#### ARTICLE:
The electricity flow usually looks like this:
| Solar electricity outcome | What it means |
|---|---|
| Used live in the home | Best direct savings because it avoids bought electricity |
| Stored in a battery | Lets you use solar later in the day |
| Exported to the grid | Earns SEG income but is usually worth less than self-use |
This is why the best solar question is not only “How many panels can I fit?” It is also “How will my home use the electricity once it is generated?”
Do Solar Panels Work on Cloudy Days and in Winter?
Yes, solar panels still work on cloudy days and in winter, but they generate less electricity than they do in brighter summer conditions. The key point is that solar runs on daylight, not only on direct sunshine, which is why UK systems still produce useful annual output even in a climate with frequent cloud cover.
Energy Saving Trust explicitly says solar panels work on cloudy days and that the UK receives enough daylight for domestic solar to be worthwhile. It also says east- and west-facing roofs can still work, though they usually generate around 15% to 20% less energy than a south-facing system.
That means homeowners should think in terms of annual generation rather than daily weather frustration. A dull winter day may produce modest output, but the system is still contributing across the year, and the best households combine solar with good daytime use, battery storage, or a wider electrification plan.
If the roof is heavily shaded, north-facing, or badly interrupted by obstacles, the case weakens. But ordinary UK cloud is not a deal-breaker.
How Do Solar Panels Work With Batteries and Heat Pumps?
Solar panels work especially well with batteries and heat pumps because batteries let you keep more of your daytime generation for later, whilst heat pumps create an electrical load that can use part of the solar output inside the home. In many houses, that turns solar from a simple bill-saving technology into the foundation of a broader energy strategy.

#### RECORDED DATA:

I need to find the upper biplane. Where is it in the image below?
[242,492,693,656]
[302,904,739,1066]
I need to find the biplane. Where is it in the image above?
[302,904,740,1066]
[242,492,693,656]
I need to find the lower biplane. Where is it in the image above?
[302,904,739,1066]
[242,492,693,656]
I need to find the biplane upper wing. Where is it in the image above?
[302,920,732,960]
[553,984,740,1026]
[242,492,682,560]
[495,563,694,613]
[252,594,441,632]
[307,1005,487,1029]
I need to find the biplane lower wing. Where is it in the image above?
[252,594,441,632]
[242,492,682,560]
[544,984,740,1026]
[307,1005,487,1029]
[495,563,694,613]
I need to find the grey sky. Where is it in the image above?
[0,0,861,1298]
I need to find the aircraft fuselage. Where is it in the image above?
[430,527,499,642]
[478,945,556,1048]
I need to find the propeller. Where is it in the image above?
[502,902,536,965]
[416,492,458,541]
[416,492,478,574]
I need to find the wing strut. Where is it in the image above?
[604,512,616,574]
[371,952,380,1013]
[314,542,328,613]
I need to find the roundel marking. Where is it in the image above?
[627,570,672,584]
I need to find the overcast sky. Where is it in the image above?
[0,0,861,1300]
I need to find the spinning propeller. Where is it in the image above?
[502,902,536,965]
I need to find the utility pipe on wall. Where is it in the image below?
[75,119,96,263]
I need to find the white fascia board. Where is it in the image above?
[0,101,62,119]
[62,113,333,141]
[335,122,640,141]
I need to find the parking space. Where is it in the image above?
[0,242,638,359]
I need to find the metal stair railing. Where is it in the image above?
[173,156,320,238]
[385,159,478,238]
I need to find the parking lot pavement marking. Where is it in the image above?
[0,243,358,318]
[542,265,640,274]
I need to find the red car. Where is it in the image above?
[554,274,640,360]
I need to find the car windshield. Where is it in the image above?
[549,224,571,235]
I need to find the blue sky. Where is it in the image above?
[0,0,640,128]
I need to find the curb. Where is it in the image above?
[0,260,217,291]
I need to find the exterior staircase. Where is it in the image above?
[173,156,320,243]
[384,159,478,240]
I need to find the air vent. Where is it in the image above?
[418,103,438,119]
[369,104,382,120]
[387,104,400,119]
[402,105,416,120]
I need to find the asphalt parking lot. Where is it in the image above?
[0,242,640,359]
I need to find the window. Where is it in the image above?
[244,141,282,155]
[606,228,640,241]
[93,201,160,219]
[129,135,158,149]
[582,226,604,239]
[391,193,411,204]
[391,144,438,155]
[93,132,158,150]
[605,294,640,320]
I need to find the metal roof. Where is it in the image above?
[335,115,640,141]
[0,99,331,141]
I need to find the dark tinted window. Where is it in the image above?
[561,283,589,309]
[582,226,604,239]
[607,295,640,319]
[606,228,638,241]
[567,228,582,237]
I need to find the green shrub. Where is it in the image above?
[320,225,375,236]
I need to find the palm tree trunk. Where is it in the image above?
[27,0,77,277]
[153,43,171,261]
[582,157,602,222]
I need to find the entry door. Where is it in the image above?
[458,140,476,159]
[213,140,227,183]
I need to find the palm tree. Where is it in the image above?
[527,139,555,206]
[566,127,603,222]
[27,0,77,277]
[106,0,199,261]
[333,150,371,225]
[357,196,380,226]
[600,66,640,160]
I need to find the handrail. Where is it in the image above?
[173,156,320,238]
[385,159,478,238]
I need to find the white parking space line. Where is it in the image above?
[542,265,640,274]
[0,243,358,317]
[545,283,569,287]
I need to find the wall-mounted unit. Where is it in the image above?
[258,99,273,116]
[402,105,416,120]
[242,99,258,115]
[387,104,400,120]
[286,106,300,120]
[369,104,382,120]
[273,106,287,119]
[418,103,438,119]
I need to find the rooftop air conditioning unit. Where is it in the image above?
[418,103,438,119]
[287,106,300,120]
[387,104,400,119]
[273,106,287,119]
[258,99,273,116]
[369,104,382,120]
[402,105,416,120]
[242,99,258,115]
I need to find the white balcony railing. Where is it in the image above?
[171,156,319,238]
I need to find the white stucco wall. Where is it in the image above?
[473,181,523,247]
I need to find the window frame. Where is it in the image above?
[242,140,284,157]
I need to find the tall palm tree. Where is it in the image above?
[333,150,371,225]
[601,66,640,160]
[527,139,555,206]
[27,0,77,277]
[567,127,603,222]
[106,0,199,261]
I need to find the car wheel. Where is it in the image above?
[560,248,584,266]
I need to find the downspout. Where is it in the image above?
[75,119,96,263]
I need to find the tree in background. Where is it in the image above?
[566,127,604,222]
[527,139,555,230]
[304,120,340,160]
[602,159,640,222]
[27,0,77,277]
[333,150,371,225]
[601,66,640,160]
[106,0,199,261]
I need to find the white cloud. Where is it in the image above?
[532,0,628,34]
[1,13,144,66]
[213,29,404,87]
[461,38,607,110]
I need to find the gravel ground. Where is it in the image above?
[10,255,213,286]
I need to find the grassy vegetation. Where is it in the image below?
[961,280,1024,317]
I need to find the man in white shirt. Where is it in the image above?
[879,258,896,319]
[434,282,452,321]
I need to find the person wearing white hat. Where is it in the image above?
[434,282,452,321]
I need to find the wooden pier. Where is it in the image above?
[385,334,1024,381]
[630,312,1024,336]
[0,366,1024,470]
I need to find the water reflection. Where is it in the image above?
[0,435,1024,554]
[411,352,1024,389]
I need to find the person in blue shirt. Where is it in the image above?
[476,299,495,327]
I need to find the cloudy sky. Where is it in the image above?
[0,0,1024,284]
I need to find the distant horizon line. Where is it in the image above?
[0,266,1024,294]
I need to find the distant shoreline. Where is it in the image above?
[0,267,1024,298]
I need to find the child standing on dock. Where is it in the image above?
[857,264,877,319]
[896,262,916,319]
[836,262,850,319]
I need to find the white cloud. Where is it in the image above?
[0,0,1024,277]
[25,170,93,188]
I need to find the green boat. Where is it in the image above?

#### STATED EXERCISE 1:
In the article on home solar panels, how much less energy do east- and west-facing roofs usually generate than a south-facing system?
#### STATED EXERCISE 2:
Continue the article on home solar panels from where it stops.

#### WRITTEN REPLY 1:
Around 15% to 20% less.

#### WRITTEN REPLY 2:
Energy Saving Trust says battery storage typically costs around £5,000 to £8,000 and that each stored unit used later can save around 14p. The same source says using a solar panel system to power a heat pump can lower both electricity and heating bills, which is why these technologies are often discussed together rather than in isolation.
The combination works like this:
- Solar generates electricity in daylight.
- The home uses part of it directly.
- A battery stores surplus for evening use.
- A heat pump can use part of the generation for heating or hot water.
That does not mean solar alone runs a heat pump all winter. It means the home can offset part of its electrical demand and use the technologies together more intelligently than it could with one product on its own.
If that combined route interests you, read our heat pump + solar combo guide and solar battery storage guide. If you want to discuss the heating side specifically, our BUS Grant page is the right starting point.
How Electromatic Can Help
If you understand the basic principle but want to know whether solar would actually work on your own roof, Electromatic can assess the orientation, shading, likely generation, and whether the system should be designed only for current electricity use or for future battery and heat-pump integration. That is where the real value lies, because a “working” solar system is not always the same thing as a well-planned one.
Energy Saving Trust says the average domestic solar system is around 3.5kWp and costs around £6,100, which gives a useful benchmark for homeowners trying to move from curiosity to a real decision. Electromatic can turn that national benchmark into a local, property-specific plan for London, Surrey, and nearby TW areas.
What we can help with:
- Roof and shading review.
- Solar sizing and inverter planning.
- Battery and heat-pump-ready system design.
- Honest advice on likely payback and self-consumption.
- One-contractor renewable planning where a wider upgrade is being considered.
Call us: 07718 059 284 | Email: admin@electromatic.uk
Frequently Asked Questions
How do solar panels work on a house?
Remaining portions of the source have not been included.